## Description of the task
Can you update the rows below so that every "set a point on each" reads "place a marker on each", with nothing else changed?

::::

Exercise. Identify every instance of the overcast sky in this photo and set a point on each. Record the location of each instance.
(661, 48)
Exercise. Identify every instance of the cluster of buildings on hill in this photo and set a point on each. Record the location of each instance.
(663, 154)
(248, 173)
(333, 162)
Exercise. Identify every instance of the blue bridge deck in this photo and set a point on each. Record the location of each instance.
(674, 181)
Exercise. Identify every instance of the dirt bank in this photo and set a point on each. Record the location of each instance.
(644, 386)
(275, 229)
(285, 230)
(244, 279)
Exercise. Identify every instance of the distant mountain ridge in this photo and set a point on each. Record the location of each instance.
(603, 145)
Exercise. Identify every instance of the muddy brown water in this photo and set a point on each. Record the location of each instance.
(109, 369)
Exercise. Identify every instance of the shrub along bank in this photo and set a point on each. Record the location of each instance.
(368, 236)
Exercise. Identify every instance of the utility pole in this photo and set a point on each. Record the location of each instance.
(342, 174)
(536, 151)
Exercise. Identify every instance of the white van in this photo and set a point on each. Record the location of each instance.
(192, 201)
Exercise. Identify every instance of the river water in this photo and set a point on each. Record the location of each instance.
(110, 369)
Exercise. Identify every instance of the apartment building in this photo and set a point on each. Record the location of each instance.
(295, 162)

::::

## Answer to this task
Exercise. Identify every instance of the overcast sky in this photo and place a marker on each. Record the location of each instance.
(661, 48)
Exercise. Identify every instance of the cluster of buildings on hill in this photo and place a marker on each. Record the location of each instance.
(663, 154)
(248, 173)
(333, 162)
Exercise. Identify every instance of the blue bridge deck in this photo and place a marker on each. Record the location of each instance.
(674, 181)
Exercise. Identify every instance of the dirt bank in this photo and place a marker on each. Record the location of each instance.
(644, 386)
(275, 229)
(285, 230)
(244, 279)
Exercise. Identify every instance of the distant mountain ridge in this photo and place a marker on each. Record the location of each instance.
(603, 145)
Exercise. Identify every instance of the muddy brown water in this photo and place a marker on each. Record the location of each instance.
(109, 369)
Exercise. Identify every instance of the shrub along bank in this photo and place a marker on each. Record the location of each instance.
(368, 236)
Exercise. Identify every instance of the utility pole in this photo and place a marker on each. Record the location of each instance.
(342, 174)
(536, 151)
Exercise. Identify every instance of the white van in this photo and place a marker on each. Record the location of each instance.
(192, 201)
Exercise. Identify every instance of the river water in this photo and place a marker on each. Record the location of each instance.
(110, 369)
Exercise. Identify every instance of the apartment building in this photo and place a marker on each. Record the location of each instance.
(295, 162)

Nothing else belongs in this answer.